* _PETUNJUK DAN KETENTUAN_: Lanjutkan kutipan tentang putusan hakim dan perkara baju besi Khalifah Ali bin Abi Thalib dari titik terakhir yang ditampilkan.
── KUTIPAN UNTUK DIBACA
Hakim tidak boleh memutuskan berdasarkan yang dia ketahui, tetapi harus berdasarkan bukti-bukti. Mana yang lebih kuat buktinya itulah ysng dia menangkan meskipun dia tahu bahwa yang buktinya lebih kuat telah berbuat curang. Maka dalam perselisihan, keputusan hakim tidak mesti benar. Oleh karena itu tidak boleh bagi seorang mengambil hak orang lain dengan alasan karena hakim memenangkannya. Dia menjadikan keputusan hakim sebagai kebenaran, padahal dia tahu bahwa dirinyalah yang bersalah.[Al Hikmah, July 20, 2008 - Posted by attanzil].

Pada suatu hari Khalifah Ali bin Abi Thalib kehilangan baju besinya, kemudian ia mendapatkannya pada seorang Nasrani, Ali mengadukan hal itu kepada Qadhi atau Hakim Syuraih untuk diadili, ketika di pengadilan terjadilah dialok;

Ali       ; Baju besi ini saya yang  punya, saya tidak pernah menjualnya dan tidak
              pernah menghadiahkan kepada siapapun.
────
── CUPLIKAN DATA
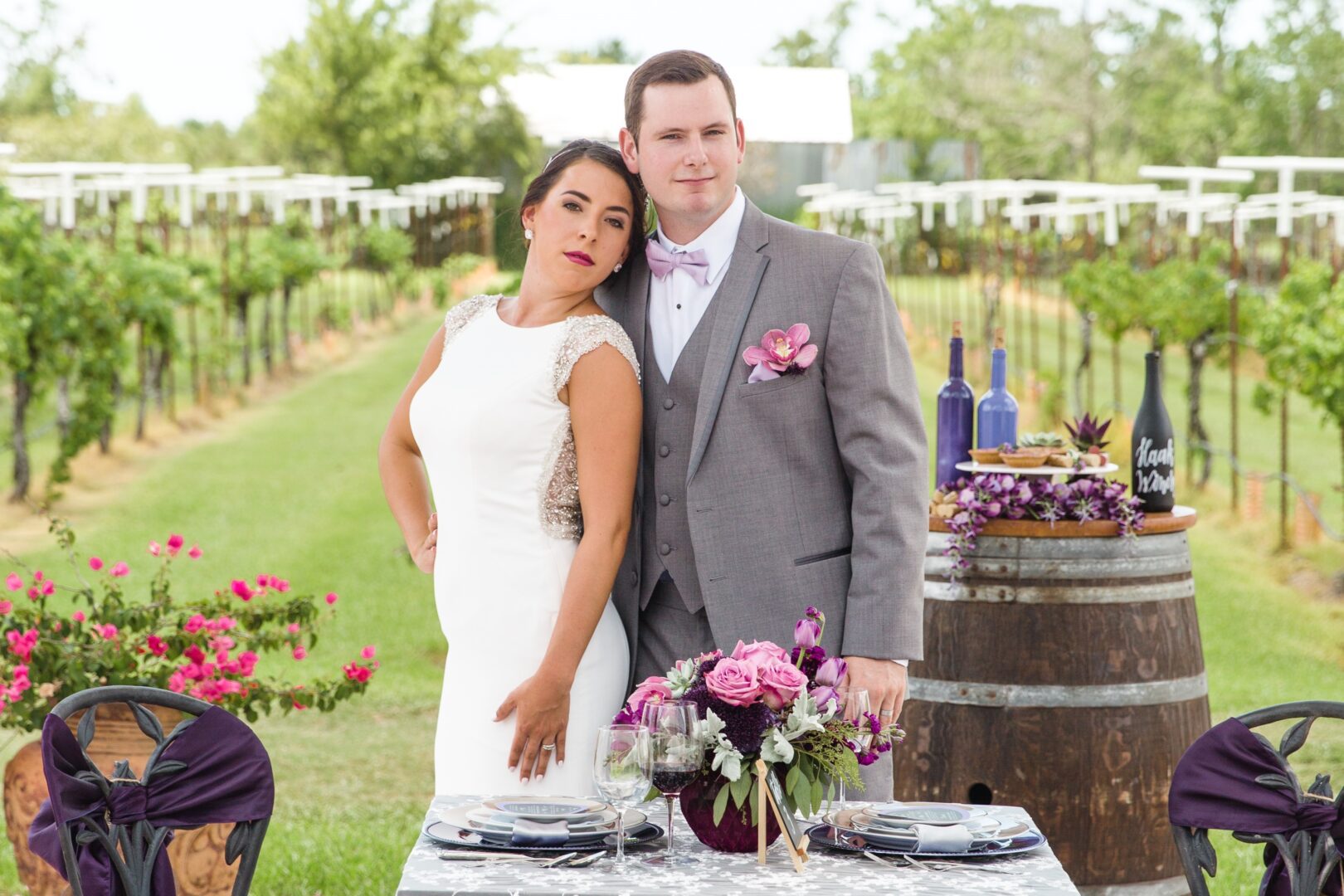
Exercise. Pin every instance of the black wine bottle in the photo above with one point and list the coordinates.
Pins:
(1153, 445)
────
* _HASIL KELUARAN_:
Qadhi  : Bagaimana jawabanmu tentang dakwaan Amirul Mukminin?
Nasrani: Baju besi ini saya yang punya, tetapi saya tidak bermaksud menuduh 
              Amirul Mukminin itu berdusta.
Qadhi  : Adakah Amirul Mukminin mempunyai bukti dan saksi bahwa baju ini milik
              Amirul Mukminin ?
Ali       : Syuraih benar, saya tidak dapat mengemukakan saksi dan bukti.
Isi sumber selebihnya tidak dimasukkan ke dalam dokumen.